INSTRUCTIONS FOR THE TASK
Set all of the entries down again precisely as they are written.

### DATA TO EXAMINE ###

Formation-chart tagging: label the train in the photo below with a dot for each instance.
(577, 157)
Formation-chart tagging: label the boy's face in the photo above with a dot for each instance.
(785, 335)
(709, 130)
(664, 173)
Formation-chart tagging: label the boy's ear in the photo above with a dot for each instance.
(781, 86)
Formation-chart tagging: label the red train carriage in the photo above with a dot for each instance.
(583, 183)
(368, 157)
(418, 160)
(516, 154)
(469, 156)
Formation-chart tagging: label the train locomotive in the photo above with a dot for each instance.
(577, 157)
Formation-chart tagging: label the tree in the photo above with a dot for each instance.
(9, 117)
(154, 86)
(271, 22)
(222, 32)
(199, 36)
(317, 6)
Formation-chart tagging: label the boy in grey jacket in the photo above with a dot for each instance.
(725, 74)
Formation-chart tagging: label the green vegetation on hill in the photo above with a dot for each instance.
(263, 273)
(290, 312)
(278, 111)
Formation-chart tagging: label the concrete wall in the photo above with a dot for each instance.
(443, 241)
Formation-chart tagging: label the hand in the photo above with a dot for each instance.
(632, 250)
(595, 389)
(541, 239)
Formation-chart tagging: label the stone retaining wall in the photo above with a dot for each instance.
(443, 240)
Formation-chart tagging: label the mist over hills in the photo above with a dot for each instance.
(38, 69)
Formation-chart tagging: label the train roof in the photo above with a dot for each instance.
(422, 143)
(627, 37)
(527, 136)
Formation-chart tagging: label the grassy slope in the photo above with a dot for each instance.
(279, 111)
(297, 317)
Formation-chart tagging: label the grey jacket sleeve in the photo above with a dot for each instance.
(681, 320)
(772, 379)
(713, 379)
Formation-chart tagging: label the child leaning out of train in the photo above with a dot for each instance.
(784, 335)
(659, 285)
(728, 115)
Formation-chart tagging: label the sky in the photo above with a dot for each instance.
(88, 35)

###

FINAL ANSWER
Formation-chart tagging: label the train in the photo below with a dot for each instance.
(577, 157)
Formation-chart tagging: label the boy's face in the photo above with a dot for each instance.
(785, 335)
(709, 130)
(664, 173)
Formation-chart tagging: label the boy's ear in the photo above with a dot for each instance.
(781, 86)
Formation-chart tagging: label the red train carriage in the photo above with a dot for each instance.
(583, 183)
(368, 157)
(418, 160)
(516, 154)
(469, 156)
Formation-chart tagging: label the train locomotive in the photo above with a dot for each instance.
(577, 157)
Formation-chart tagging: label the tree in the photo above with a dot for each instance.
(9, 117)
(154, 86)
(271, 22)
(222, 32)
(199, 36)
(317, 6)
Formation-chart tagging: label the boy in grey jacket in the photo above with a dot for each instance.
(725, 74)
Formation-chart tagging: label the green vegetation on hill in the photo above with a dot for each instance.
(263, 273)
(290, 312)
(278, 111)
Formation-chart tagging: label the concrete wall in the photo above with a dot for each instance.
(443, 241)
Formation-chart tagging: label the hand in the photo above with a dot for each instance.
(632, 250)
(595, 389)
(541, 239)
Formation-chart tagging: label the stone retaining wall in the photo above with a dot for each instance.
(443, 240)
Formation-chart tagging: label the mist over hills in the photo above with a dot for each instance.
(38, 69)
Formation-chart tagging: label the train roof in the photo above with a dot for each instance.
(422, 143)
(627, 37)
(527, 136)
Formation-chart tagging: label the grassy slope in the photo above with a dot for each instance.
(279, 111)
(297, 317)
Formation-chart tagging: label the grey jacket sleeve in the photo above with a dot for each instance.
(681, 320)
(772, 379)
(713, 379)
Formation-chart tagging: label the child leaning out of train in the photo above with a dot for each instance.
(784, 335)
(659, 285)
(728, 115)
Formation-chart tagging: label the sky in the photo above with a dot for each instance.
(88, 35)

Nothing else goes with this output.